- Aim of the task
Quote, word for word, the line containing "Note: annotate every instance of the purple" and all lines that follow it to the end of the records, with no pictures.

(Pointing dataset excerpts)

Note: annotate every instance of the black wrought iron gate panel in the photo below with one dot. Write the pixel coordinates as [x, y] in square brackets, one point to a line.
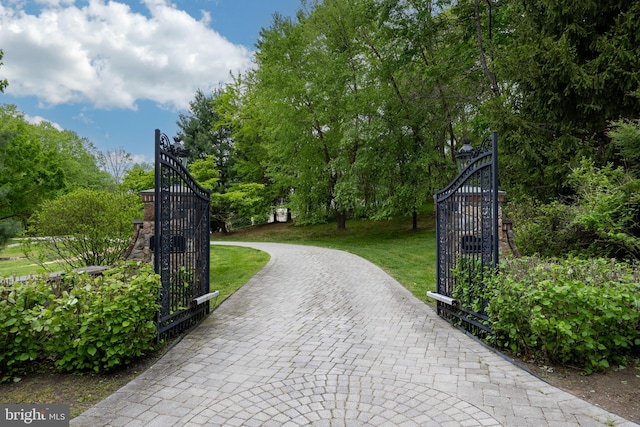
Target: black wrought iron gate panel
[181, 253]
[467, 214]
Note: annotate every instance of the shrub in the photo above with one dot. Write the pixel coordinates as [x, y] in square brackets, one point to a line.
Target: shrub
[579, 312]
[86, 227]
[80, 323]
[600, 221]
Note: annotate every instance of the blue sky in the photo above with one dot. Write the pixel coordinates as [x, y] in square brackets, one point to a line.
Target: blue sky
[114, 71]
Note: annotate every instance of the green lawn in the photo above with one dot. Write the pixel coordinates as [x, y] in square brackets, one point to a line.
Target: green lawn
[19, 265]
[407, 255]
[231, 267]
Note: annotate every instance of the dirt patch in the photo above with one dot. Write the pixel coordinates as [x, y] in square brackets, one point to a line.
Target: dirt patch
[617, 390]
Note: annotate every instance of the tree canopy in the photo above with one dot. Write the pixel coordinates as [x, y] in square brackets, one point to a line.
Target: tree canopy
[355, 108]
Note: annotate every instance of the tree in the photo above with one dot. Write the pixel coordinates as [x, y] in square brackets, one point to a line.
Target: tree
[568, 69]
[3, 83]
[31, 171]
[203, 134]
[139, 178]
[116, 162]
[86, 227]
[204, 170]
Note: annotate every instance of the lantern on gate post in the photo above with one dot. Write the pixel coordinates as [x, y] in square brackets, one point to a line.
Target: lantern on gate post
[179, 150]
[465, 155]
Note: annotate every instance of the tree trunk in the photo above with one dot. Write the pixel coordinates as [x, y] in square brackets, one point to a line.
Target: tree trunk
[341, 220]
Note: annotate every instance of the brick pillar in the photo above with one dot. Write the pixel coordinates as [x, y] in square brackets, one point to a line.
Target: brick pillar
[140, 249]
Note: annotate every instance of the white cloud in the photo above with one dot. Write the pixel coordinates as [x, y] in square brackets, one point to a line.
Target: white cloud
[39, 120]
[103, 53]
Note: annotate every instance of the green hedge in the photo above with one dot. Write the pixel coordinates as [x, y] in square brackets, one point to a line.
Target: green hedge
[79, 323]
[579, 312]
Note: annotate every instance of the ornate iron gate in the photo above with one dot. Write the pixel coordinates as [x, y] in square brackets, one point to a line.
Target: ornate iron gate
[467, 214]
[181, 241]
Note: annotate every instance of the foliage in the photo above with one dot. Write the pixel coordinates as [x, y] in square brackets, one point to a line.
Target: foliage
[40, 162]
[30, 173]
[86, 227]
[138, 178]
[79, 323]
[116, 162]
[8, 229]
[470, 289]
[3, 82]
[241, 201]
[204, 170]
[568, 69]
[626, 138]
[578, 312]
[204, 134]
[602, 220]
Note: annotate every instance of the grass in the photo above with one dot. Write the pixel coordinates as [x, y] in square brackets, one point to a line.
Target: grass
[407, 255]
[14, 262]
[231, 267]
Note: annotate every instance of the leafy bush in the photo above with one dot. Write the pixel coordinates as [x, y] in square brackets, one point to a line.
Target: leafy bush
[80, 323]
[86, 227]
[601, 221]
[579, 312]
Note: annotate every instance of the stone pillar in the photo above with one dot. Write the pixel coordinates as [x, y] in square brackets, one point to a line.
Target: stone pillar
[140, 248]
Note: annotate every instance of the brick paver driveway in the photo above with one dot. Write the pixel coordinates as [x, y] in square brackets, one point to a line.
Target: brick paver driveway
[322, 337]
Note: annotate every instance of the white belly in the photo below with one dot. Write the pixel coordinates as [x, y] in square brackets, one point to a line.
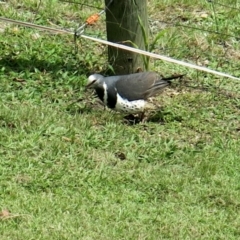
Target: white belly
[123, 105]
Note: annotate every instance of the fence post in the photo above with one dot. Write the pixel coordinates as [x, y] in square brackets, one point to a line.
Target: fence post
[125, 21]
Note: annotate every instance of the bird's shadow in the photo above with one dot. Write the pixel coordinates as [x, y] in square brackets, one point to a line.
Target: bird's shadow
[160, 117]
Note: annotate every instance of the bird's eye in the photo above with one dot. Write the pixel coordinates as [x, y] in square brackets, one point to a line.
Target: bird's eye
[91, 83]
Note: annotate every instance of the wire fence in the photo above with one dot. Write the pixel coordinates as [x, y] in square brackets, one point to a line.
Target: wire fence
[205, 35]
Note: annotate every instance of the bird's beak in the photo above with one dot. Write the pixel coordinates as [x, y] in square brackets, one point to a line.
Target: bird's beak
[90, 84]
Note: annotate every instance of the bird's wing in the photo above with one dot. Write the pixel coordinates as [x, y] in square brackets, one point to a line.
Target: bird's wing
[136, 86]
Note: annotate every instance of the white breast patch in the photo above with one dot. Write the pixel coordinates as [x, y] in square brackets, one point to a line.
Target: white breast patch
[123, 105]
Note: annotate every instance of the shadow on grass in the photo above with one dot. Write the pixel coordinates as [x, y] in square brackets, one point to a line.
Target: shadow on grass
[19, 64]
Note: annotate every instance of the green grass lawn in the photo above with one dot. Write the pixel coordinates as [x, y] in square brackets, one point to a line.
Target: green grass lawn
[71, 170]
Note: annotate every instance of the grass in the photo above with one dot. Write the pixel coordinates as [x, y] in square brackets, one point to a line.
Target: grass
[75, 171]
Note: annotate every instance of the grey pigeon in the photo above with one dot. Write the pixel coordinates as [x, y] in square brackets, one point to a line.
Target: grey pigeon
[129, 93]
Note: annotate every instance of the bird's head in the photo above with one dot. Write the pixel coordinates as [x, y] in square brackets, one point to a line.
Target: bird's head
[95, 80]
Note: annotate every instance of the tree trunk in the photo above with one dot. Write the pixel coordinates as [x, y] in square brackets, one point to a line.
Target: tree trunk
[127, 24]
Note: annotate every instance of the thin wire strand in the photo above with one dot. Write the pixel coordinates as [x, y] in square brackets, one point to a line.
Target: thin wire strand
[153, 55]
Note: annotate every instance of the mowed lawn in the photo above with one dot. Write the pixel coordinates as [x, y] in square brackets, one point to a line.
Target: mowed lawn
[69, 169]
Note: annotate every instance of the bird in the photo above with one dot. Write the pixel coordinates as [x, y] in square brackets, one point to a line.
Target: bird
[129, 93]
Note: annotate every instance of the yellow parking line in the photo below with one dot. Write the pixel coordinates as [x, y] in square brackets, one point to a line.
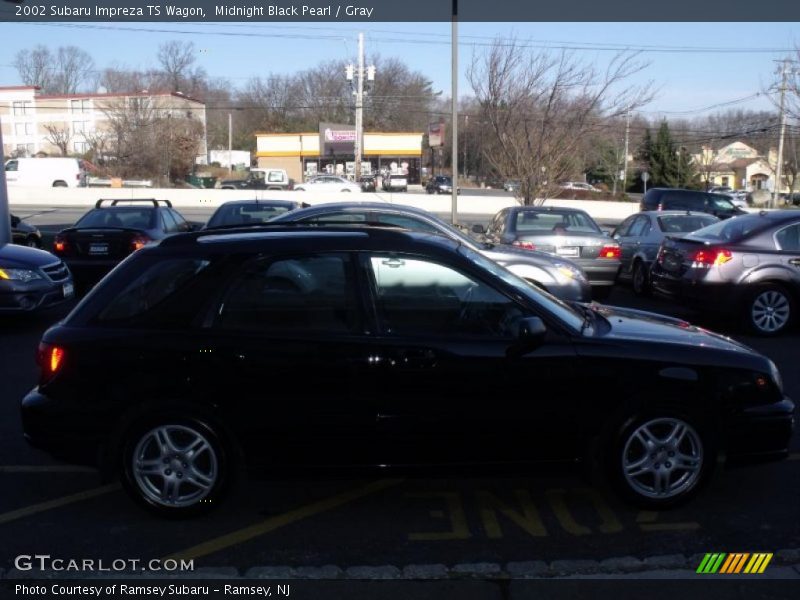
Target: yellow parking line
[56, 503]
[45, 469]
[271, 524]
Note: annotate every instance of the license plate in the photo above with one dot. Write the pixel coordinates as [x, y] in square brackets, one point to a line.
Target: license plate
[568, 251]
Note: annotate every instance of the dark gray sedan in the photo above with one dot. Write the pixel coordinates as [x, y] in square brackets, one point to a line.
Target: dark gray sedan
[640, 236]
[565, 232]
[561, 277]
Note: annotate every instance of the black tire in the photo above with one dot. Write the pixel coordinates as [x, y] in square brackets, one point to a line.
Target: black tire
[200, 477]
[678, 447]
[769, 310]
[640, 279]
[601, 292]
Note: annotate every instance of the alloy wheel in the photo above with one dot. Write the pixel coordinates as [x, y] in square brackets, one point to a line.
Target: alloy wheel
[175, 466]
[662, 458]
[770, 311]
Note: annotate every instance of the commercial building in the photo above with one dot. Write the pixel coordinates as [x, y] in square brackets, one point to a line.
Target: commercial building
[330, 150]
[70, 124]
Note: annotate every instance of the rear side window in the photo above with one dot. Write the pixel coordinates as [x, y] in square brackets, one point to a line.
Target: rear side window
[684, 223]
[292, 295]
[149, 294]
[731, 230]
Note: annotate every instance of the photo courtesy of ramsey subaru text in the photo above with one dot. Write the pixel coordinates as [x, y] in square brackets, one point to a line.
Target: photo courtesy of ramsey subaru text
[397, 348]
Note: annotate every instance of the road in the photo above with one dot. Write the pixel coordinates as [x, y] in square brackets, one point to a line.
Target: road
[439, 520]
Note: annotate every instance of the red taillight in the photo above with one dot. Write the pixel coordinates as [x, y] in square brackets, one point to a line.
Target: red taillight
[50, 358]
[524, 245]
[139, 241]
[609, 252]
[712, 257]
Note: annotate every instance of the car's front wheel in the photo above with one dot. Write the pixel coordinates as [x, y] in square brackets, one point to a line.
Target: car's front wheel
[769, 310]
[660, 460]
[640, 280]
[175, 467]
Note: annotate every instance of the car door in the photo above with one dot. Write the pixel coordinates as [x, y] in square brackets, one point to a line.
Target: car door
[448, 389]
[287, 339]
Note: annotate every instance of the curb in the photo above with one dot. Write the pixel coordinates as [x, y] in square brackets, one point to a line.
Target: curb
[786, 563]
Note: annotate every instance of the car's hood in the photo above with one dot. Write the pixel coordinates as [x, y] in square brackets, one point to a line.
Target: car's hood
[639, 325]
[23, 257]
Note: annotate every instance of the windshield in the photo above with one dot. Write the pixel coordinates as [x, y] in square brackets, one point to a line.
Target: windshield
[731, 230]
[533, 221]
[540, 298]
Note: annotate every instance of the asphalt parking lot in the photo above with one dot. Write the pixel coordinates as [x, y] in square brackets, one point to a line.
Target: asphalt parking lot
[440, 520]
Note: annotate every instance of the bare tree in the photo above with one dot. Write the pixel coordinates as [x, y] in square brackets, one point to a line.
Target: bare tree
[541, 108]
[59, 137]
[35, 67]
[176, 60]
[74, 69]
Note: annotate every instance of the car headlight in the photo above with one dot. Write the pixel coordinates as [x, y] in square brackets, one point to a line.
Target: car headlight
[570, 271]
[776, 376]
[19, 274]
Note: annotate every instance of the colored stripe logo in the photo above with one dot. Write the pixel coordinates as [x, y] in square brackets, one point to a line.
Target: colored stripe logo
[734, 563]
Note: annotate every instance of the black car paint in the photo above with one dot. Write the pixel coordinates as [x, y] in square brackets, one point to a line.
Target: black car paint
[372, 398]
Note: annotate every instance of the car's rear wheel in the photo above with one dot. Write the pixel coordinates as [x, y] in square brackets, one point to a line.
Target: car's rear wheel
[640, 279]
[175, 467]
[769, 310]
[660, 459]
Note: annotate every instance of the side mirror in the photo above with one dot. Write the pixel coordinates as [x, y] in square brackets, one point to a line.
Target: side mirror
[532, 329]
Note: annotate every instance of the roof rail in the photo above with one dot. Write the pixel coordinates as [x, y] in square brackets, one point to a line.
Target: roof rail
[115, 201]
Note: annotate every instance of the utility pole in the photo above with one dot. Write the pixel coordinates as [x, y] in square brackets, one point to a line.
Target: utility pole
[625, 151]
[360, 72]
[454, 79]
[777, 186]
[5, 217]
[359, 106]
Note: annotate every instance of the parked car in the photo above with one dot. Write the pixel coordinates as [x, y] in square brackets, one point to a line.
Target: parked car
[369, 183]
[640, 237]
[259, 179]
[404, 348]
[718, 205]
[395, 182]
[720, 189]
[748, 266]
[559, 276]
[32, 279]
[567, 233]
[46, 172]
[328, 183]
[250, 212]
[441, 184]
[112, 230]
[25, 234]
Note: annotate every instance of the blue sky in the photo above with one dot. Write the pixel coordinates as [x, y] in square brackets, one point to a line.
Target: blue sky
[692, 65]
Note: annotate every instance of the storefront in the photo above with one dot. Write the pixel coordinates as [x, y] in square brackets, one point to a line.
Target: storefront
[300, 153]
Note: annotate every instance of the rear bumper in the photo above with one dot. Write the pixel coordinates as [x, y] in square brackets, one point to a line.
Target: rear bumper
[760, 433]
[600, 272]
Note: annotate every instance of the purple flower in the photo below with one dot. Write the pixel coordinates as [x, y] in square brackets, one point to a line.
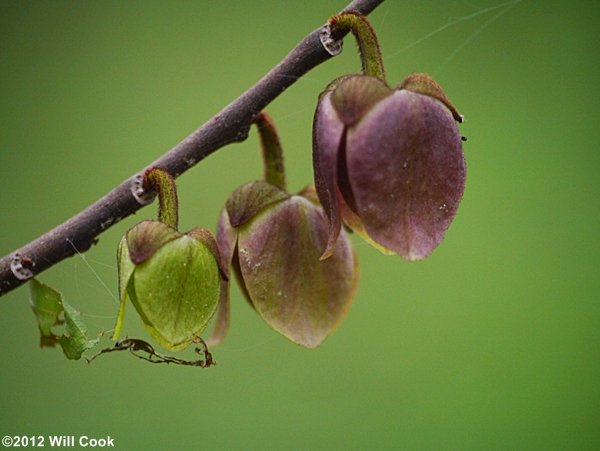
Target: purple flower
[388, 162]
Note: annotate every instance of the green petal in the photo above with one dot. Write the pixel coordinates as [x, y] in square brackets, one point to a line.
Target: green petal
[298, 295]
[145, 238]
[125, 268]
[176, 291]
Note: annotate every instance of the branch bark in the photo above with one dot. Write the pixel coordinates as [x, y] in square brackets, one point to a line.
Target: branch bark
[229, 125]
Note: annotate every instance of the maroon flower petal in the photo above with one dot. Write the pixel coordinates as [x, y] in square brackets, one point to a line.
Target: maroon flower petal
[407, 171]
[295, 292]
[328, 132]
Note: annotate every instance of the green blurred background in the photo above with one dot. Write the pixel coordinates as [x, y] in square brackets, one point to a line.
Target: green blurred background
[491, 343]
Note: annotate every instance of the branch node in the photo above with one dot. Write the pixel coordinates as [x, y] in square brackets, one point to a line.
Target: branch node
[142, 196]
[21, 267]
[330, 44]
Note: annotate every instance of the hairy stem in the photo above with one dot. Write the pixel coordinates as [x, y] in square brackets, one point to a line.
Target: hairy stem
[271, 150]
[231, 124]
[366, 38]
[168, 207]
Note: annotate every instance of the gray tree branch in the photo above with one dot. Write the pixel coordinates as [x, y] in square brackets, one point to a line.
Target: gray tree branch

- The output
Note: annotate every instance of the purple flower in the photo below with one dot. Write the pixel coordinates as [x, y] in square brackets, one point to a line.
Target: purple flower
[388, 162]
Note: annotate every instance of the green petal in the photo above with one dot. Write the pixel coordinates as [x, y] in square brackets, one point to a line.
Target: green petal
[298, 295]
[145, 238]
[125, 268]
[176, 291]
Note: annotate every instance of the branch bark in the photo above with one dot. Write the pixel coordinates as [x, y] in square brackets, one point to a line.
Target: branch bark
[229, 125]
Note: annotate every instance of the maroon flower petal in the photo above with one dot. Write the pixel coordinates as [x, y] in square brackets, one point to a line.
Target: maroon flower petal
[407, 171]
[295, 292]
[328, 132]
Note: annotate every instance of the green blurred background in the photo above with one dot. Write the pixel coordinates as [x, y] in square brackets, one point to a line.
Target: green blurred background
[491, 343]
Note: annotate every instance of the branch node in the photo above with one dot. Write the pixel coordinates as [x, y] in square brackets, one point to a line.
Target: branch node
[142, 196]
[21, 267]
[330, 44]
Note: annotate every instance of the hairy stem in the photo above with one dot. Write the pixel coordinates as [x, y] in square brackets, one point to a line.
Target: hairy stem
[271, 150]
[231, 124]
[366, 38]
[168, 207]
Note: annotate every instance of the gray tree branch in the photo above with one dot. Write the pixel coordinates as [x, y] in square brackets, one point to a line.
Target: gray tree branch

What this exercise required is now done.